= 阅读短文 =
凌晨一两点钟的医院,四周鼾声如雷,又有死一般的沉寂。
走廊里时不时会传来一阵阵歇斯底里的咳嗽声,让人喘不过气。听声音,病床上躺着的应该是一位老大爷,不知道他得的是什么病。
我坐在走廊里,背靠着雪白雪白的墙壁。手里拿着手机,打开微信,刷一下朋友圈,看到的依然还是几个小时前的动态。关闭微信,打开QQ空间,结果跟朋友圈是一样的。我反复地重复着这样的动作,好让时间过得快一些,可是钟表似乎非要跟我作对,就像是停止了一般,没有了滴答声。
身边时不时地会有护士迈着匆忙的步子经过,大概是给哪位病人换药,亦或是去查看病人的病情。
面前的这位姑娘已经渐渐地进入梦乡,我甚至能听清她均匀的呼吸声,她那苍白的脸上写满了痛苦与无助,或许还在担心接下来的考试。药水一滴一滴地输入她的血管里,不紧不慢,不急不躁。
陪她看病的舍友,也蜷缩着身子趟在病床的一角,不知道是真的睡着了还是假的睡着了。总之,浑身透着“疲惫”二字。
凌晨两三点钟,四周的鼾声愈发的强烈,但愈发透着死一般的沉寂。
睡意攻势如潮,一波高过一波。我坐在小板凳上,背还是靠在那雪白的墙壁上,头颅一会儿跑到左边,一会儿又跑到右边,或者慢慢地耷拉下来,又猛然地一磕,我也突然地惊醒。
睁开眼,看到吊瓶里的药水还是那么多。起身,伸一下懒腰,到洗刷间用凉水抹一把脸,然后在走廊里不停地踱来踱去,借此来驱赶弥漫在周围的睡意。
透过门缝,可以看到旁边病房内的病人浑身上下插满了管子。没有呻吟,没有疼痛,有的只是平静的呼吸声。

= 原始资料 =
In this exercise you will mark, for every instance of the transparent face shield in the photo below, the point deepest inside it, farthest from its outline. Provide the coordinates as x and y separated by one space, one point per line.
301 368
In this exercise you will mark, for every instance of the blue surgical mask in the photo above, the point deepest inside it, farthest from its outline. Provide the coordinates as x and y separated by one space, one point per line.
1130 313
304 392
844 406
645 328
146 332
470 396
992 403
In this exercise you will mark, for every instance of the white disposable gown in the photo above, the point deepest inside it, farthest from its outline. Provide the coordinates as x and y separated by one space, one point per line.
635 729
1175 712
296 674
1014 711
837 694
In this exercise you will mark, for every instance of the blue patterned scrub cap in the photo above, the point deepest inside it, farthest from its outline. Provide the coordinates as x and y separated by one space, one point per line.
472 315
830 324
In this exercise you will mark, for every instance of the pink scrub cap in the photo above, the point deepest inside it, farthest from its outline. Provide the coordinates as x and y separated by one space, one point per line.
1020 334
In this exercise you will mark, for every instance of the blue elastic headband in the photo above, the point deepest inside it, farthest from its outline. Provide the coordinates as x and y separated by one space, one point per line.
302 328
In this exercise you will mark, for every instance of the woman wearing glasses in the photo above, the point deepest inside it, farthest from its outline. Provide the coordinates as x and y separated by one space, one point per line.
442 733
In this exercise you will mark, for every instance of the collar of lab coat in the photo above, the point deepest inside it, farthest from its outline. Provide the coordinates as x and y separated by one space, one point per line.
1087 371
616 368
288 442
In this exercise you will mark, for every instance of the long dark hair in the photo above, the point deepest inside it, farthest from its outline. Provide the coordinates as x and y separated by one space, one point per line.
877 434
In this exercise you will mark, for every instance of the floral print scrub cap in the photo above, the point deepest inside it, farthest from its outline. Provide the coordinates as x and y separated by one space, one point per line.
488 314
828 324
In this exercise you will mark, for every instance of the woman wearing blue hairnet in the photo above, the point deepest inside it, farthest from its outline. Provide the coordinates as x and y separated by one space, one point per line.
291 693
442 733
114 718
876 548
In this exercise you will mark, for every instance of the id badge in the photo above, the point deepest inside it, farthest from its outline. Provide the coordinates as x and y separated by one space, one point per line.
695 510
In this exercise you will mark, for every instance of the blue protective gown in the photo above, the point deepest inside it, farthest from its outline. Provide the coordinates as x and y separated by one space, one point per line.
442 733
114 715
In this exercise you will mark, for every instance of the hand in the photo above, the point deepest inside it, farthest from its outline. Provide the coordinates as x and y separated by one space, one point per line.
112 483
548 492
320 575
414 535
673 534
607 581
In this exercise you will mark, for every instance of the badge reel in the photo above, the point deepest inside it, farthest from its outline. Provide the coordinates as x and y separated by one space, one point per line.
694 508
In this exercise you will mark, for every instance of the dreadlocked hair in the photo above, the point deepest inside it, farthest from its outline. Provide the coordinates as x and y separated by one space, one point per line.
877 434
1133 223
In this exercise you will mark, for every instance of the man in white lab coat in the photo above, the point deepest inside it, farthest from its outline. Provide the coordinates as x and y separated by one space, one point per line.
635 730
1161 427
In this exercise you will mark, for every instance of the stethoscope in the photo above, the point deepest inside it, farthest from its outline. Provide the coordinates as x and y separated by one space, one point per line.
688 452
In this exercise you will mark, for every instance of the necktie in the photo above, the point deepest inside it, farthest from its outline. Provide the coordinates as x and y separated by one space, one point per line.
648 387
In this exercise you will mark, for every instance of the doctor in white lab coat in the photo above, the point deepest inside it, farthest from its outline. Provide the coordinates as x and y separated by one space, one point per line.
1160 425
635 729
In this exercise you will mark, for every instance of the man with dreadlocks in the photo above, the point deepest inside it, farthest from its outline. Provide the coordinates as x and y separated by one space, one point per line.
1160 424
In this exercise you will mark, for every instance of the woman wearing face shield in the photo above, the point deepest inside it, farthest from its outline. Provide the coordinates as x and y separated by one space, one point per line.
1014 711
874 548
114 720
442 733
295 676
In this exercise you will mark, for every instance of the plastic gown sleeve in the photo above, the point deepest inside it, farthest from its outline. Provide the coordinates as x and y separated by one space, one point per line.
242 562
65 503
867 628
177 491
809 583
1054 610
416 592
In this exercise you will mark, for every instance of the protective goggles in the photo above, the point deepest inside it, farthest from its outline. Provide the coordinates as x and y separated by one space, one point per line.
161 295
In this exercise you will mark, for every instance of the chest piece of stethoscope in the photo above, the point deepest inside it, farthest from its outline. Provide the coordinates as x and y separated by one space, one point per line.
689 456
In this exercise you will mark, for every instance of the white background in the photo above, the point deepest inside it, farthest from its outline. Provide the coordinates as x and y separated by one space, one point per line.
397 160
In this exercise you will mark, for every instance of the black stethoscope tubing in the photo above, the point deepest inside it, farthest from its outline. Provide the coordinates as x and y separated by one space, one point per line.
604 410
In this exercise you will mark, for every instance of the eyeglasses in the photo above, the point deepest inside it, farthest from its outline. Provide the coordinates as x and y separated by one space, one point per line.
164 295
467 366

= 要做的题 =
- A) 写出这篇医院陪夜的短文里所有以“声”字结尾的词,重复的只写一次。
- B) 把这篇医院陪夜的短文从“凌晨一两点钟的医院,四周鼾声如雷,又有死一般的沉寂。”开始,一直到“借此来驱赶弥漫在周围的睡意。”为止的部分重新写一遍,其中的“走廊”都换成“过道”。

= 参考答案 =
- A) 鼾声、咳嗽声、滴答声、呼吸声

- B)
凌晨一两点钟的医院,四周鼾声如雷,又有死一般的沉寂。
过道里时不时会传来一阵阵歇斯底里的咳嗽声,让人喘不过气。听声音,病床上躺着的应该是一位老大爷,不知道他得的是什么病。
我坐在过道里,背靠着雪白雪白的墙壁。手里拿着手机,打开微信,刷一下朋友圈,看到的依然还是几个小时前的动态。关闭微信,打开QQ空间,结果跟朋友圈是一样的。我反复地重复着这样的动作,好让时间过得快一些,可是钟表似乎非要跟我作对,就像是停止了一般,没有了滴答声。
身边时不时地会有护士迈着匆忙的步子经过,大概是给哪位病人换药,亦或是去查看病人的病情。
面前的这位姑娘已经渐渐地进入梦乡,我甚至能听清她均匀的呼吸声,她那苍白的脸上写满了痛苦与无助,或许还在担心接下来的考试。药水一滴一滴地输入她的血管里,不紧不慢,不急不躁。
陪她看病的舍友,也蜷缩着身子趟在病床的一角,不知道是真的睡着了还是假的睡着了。总之,浑身透着“疲惫”二字。
凌晨两三点钟,四周的鼾声愈发的强烈,但愈发透着死一般的沉寂。
睡意攻势如潮,一波高过一波。我坐在小板凳上,背还是靠在那雪白的墙壁上,头颅一会儿跑到左边,一会儿又跑到右边,或者慢慢地耷拉下来,又猛然地一磕,我也突然地惊醒。
睁开眼,看到吊瓶里的药水还是那么多。起身,伸一下懒腰,到洗刷间用凉水抹一把脸,然后在过道里不停地踱来踱去,借此来驱赶弥漫在周围的睡意。